RECORDS SUPPLIED:
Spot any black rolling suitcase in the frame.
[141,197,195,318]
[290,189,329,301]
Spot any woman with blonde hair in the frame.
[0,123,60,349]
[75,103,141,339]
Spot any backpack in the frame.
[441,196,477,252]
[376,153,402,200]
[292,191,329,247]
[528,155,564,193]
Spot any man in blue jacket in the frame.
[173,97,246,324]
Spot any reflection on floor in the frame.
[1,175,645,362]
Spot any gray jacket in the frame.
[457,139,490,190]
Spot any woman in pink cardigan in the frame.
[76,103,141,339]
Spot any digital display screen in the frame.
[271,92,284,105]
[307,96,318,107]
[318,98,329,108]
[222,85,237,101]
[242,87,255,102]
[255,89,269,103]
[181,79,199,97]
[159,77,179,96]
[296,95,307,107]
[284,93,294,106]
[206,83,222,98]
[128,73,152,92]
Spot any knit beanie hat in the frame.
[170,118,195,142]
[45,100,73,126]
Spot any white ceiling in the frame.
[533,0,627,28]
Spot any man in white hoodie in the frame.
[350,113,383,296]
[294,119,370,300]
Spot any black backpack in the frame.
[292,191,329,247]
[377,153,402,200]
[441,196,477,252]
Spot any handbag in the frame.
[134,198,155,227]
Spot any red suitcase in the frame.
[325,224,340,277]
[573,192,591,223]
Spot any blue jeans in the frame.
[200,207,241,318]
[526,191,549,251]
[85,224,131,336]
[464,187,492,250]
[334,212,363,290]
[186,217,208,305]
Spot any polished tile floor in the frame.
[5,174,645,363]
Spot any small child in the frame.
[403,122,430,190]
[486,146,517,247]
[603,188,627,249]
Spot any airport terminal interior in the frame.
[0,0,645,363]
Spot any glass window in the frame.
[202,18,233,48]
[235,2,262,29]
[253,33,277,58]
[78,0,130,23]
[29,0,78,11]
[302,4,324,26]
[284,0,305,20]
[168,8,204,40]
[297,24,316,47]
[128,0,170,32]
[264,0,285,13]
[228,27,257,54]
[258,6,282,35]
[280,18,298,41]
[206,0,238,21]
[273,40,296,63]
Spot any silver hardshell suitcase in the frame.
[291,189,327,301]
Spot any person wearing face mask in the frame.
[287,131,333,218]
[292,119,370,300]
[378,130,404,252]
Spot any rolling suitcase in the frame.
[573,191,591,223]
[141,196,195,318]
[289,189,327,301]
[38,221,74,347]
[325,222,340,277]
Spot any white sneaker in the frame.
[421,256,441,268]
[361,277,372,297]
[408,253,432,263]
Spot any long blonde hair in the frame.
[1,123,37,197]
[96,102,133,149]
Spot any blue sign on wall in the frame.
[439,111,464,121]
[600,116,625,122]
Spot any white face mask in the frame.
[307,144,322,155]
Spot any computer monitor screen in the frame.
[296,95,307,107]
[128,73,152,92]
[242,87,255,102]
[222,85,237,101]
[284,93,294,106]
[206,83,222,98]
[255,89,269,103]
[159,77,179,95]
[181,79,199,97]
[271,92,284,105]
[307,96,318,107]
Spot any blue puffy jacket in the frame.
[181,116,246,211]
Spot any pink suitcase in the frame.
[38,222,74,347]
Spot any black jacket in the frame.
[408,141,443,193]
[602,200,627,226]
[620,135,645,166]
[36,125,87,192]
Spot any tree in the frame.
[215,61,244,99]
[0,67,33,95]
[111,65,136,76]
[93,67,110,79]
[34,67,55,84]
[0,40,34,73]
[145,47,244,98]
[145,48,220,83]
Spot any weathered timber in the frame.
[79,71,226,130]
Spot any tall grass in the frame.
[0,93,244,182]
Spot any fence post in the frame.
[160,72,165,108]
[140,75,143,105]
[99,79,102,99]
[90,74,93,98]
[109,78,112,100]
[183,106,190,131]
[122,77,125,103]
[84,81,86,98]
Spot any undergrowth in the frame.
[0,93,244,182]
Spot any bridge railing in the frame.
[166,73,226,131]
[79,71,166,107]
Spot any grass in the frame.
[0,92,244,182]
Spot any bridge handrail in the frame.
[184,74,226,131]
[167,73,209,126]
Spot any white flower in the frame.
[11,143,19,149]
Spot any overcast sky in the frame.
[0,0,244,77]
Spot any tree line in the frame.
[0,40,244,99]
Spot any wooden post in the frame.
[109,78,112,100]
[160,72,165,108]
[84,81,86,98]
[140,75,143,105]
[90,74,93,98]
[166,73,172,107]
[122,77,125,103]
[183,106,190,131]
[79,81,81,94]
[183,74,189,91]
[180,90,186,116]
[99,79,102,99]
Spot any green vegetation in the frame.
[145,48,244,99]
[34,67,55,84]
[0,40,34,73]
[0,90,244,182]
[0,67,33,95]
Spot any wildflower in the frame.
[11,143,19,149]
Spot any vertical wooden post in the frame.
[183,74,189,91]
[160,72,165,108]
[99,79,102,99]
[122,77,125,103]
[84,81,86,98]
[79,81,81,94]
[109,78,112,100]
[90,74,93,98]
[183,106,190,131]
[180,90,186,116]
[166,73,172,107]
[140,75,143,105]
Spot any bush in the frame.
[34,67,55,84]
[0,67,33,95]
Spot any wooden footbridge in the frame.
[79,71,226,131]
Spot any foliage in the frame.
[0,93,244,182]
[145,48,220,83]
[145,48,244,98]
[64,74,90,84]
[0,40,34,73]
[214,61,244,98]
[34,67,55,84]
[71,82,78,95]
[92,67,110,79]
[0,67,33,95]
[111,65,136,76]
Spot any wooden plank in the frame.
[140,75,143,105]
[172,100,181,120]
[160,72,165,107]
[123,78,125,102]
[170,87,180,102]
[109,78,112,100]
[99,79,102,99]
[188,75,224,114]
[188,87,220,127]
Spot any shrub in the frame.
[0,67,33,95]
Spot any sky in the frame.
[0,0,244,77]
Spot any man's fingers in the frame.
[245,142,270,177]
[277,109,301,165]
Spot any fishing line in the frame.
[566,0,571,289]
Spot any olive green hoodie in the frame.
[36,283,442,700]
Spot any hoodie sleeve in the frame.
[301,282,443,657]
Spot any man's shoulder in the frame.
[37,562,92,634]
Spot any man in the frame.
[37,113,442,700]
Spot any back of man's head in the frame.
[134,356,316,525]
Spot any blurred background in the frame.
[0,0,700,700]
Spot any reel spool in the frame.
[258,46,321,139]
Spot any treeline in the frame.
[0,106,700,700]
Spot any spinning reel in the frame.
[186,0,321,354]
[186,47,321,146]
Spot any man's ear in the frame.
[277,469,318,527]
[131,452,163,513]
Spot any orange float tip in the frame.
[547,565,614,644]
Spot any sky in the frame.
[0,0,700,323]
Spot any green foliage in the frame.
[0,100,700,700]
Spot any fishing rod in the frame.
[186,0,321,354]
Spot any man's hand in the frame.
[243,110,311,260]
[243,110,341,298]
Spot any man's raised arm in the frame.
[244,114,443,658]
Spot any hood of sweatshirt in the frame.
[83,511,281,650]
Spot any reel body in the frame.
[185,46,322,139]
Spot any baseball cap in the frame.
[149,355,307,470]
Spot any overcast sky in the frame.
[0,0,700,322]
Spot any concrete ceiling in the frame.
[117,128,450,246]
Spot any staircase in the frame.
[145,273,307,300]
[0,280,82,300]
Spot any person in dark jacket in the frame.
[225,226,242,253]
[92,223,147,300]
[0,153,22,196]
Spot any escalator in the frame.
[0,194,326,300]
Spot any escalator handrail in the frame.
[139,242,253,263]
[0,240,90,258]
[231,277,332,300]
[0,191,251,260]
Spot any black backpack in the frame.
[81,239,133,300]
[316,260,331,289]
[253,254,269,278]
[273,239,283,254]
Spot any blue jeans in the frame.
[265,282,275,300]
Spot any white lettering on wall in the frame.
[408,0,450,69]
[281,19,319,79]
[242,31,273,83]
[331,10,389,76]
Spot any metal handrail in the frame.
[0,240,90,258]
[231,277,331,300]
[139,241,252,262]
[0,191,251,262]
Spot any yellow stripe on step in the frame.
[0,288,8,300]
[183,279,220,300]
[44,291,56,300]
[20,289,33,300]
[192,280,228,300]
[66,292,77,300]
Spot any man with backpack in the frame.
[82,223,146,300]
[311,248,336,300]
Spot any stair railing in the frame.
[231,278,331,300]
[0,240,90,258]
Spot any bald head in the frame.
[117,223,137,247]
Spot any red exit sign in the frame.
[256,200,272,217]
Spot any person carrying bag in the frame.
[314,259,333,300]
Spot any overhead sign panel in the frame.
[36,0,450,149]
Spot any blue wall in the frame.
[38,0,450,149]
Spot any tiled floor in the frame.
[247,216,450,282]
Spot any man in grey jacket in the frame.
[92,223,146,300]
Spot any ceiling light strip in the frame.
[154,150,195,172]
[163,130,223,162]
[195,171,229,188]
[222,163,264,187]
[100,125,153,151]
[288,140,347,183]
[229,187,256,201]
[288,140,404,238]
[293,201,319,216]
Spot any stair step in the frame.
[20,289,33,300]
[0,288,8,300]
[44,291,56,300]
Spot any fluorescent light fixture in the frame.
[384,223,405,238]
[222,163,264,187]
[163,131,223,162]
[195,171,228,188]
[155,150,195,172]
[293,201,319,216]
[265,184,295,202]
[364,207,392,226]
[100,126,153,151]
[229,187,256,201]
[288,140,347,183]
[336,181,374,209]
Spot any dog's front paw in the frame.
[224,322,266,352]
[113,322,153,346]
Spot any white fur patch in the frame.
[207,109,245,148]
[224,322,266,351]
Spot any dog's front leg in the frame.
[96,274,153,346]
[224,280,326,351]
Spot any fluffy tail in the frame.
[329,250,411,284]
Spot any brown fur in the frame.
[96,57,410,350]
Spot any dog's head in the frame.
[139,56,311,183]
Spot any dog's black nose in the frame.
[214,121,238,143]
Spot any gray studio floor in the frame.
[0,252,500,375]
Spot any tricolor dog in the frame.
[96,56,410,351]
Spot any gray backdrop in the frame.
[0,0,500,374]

YOUR INSTRUCTIONS:
Turn the lines above, from the one containing "Spot any handbag in the frame." through the one containing "[273,40,296,63]" (both included), into a numbered list, leaving out any blank lines.

THE RESULT:
1. Spot any handbag in the frame.
2. [134,198,155,227]
3. Spot any red suitcase in the frame.
4. [325,224,340,277]
5. [573,192,591,223]
6. Spot any blue jeans in the frame.
7. [200,207,241,318]
8. [526,191,549,251]
9. [85,224,131,336]
10. [464,187,492,250]
11. [334,212,363,290]
12. [186,217,208,305]
13. Spot any polished tile floor in the frame.
14. [5,174,645,363]
15. Spot any small child in the frame.
16. [403,122,430,190]
17. [486,146,517,247]
18. [603,188,627,249]
19. Spot any airport terminal interior in the frame.
20. [0,0,645,363]
21. Spot any glass window in the frame.
22. [202,18,233,48]
23. [235,2,262,29]
24. [253,33,277,58]
25. [78,0,130,23]
26. [29,0,78,11]
27. [302,4,324,26]
28. [284,0,305,20]
29. [168,8,204,40]
30. [297,24,316,47]
31. [128,0,170,32]
32. [264,0,285,13]
33. [228,27,257,54]
34. [258,6,282,35]
35. [280,18,298,41]
36. [206,0,238,21]
37. [273,40,296,63]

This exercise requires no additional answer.